**Aim:** From the listing that follows, extract every line and set it down unaltered.

Start of Excerpted records

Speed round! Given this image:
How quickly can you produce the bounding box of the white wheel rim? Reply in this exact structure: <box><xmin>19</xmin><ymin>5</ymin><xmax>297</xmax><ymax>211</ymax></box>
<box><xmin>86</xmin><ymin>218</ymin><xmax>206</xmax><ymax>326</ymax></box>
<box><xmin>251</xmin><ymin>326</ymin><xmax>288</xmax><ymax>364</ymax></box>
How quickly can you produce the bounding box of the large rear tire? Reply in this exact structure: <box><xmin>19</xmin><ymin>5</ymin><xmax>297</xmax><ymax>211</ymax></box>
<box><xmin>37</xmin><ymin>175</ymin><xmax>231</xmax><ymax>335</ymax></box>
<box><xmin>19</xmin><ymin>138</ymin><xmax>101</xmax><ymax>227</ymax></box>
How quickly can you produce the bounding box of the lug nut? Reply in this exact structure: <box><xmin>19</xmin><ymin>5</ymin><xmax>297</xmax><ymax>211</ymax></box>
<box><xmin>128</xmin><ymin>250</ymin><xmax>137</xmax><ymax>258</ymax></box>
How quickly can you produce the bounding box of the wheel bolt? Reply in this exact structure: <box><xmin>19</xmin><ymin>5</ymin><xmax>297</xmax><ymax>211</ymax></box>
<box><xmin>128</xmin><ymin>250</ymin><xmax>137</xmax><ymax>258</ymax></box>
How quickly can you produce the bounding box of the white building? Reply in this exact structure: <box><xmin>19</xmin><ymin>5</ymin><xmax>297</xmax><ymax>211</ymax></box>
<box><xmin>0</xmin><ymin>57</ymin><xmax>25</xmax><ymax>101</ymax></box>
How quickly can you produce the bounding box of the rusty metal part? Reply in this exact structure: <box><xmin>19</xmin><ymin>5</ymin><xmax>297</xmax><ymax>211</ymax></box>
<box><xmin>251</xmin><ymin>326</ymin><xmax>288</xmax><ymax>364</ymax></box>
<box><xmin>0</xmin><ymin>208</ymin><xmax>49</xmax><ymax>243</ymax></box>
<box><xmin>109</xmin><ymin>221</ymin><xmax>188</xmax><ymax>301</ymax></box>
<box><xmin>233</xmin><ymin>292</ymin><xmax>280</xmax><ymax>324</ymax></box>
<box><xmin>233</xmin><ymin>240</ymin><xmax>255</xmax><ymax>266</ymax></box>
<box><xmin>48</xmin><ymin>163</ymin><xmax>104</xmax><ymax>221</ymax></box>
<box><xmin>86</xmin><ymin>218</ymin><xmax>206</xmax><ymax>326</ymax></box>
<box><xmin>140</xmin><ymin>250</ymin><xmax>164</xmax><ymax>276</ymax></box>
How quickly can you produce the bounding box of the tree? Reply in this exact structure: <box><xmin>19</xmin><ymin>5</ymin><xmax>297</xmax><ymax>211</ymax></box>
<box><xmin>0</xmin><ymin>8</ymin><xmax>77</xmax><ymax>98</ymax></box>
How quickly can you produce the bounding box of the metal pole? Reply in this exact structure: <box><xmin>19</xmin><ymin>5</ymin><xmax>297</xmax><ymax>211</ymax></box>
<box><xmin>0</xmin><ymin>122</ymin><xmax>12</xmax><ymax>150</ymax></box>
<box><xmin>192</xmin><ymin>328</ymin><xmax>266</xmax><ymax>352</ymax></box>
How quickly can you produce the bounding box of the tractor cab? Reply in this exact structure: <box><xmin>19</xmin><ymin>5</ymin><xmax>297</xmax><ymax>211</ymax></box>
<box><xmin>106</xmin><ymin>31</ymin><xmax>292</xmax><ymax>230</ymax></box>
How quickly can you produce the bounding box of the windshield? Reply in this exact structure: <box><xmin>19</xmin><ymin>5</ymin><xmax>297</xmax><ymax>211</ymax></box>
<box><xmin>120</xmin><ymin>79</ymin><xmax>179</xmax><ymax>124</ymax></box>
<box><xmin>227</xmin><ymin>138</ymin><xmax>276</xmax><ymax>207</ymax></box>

End of Excerpted records

**Expected answer:**
Speed round! Given this image:
How quickly can you produce the bounding box of the white wheel rim? Reply in this exact structure: <box><xmin>19</xmin><ymin>5</ymin><xmax>297</xmax><ymax>211</ymax></box>
<box><xmin>86</xmin><ymin>218</ymin><xmax>206</xmax><ymax>326</ymax></box>
<box><xmin>251</xmin><ymin>326</ymin><xmax>288</xmax><ymax>364</ymax></box>
How quickly can you produce the bounding box of the large rear tire? Reply in this exact structure: <box><xmin>19</xmin><ymin>5</ymin><xmax>297</xmax><ymax>211</ymax></box>
<box><xmin>37</xmin><ymin>175</ymin><xmax>231</xmax><ymax>335</ymax></box>
<box><xmin>19</xmin><ymin>138</ymin><xmax>101</xmax><ymax>227</ymax></box>
How quickly can you produce the bounding box of the lug nut? Reply in this exact structure: <box><xmin>19</xmin><ymin>5</ymin><xmax>297</xmax><ymax>211</ymax></box>
<box><xmin>128</xmin><ymin>250</ymin><xmax>137</xmax><ymax>258</ymax></box>
How quickly can you produce the bounding box of the wheel bolt? Reply in this exact structure: <box><xmin>19</xmin><ymin>5</ymin><xmax>297</xmax><ymax>211</ymax></box>
<box><xmin>128</xmin><ymin>250</ymin><xmax>137</xmax><ymax>258</ymax></box>
How quickly can you produce the bounding box of the white building? Reply in this exact structure: <box><xmin>19</xmin><ymin>5</ymin><xmax>297</xmax><ymax>211</ymax></box>
<box><xmin>0</xmin><ymin>57</ymin><xmax>25</xmax><ymax>101</ymax></box>
How quickly can you produce the bounding box of the rusty metal part? Reply in this exact structure: <box><xmin>19</xmin><ymin>5</ymin><xmax>297</xmax><ymax>211</ymax></box>
<box><xmin>251</xmin><ymin>326</ymin><xmax>288</xmax><ymax>364</ymax></box>
<box><xmin>0</xmin><ymin>208</ymin><xmax>49</xmax><ymax>243</ymax></box>
<box><xmin>109</xmin><ymin>221</ymin><xmax>188</xmax><ymax>301</ymax></box>
<box><xmin>233</xmin><ymin>292</ymin><xmax>280</xmax><ymax>324</ymax></box>
<box><xmin>233</xmin><ymin>240</ymin><xmax>255</xmax><ymax>266</ymax></box>
<box><xmin>48</xmin><ymin>163</ymin><xmax>104</xmax><ymax>221</ymax></box>
<box><xmin>86</xmin><ymin>218</ymin><xmax>206</xmax><ymax>326</ymax></box>
<box><xmin>140</xmin><ymin>250</ymin><xmax>164</xmax><ymax>276</ymax></box>
How quickly can you produce the bounding box of the tree? Reply in this exact structure: <box><xmin>19</xmin><ymin>5</ymin><xmax>297</xmax><ymax>211</ymax></box>
<box><xmin>0</xmin><ymin>8</ymin><xmax>77</xmax><ymax>98</ymax></box>
How quickly can you produce the bounding box of the metal pole? Reply in this exact structure: <box><xmin>19</xmin><ymin>5</ymin><xmax>297</xmax><ymax>211</ymax></box>
<box><xmin>0</xmin><ymin>122</ymin><xmax>12</xmax><ymax>150</ymax></box>
<box><xmin>192</xmin><ymin>328</ymin><xmax>266</xmax><ymax>352</ymax></box>
How quickly can you produce the bounding box of the tractor cab? Reply in this exact structure: <box><xmin>19</xmin><ymin>5</ymin><xmax>297</xmax><ymax>211</ymax></box>
<box><xmin>106</xmin><ymin>31</ymin><xmax>292</xmax><ymax>230</ymax></box>
How quickly can you produce the bounding box of the windshield? Reply in this exact structure: <box><xmin>19</xmin><ymin>5</ymin><xmax>297</xmax><ymax>211</ymax></box>
<box><xmin>120</xmin><ymin>79</ymin><xmax>179</xmax><ymax>124</ymax></box>
<box><xmin>227</xmin><ymin>138</ymin><xmax>276</xmax><ymax>207</ymax></box>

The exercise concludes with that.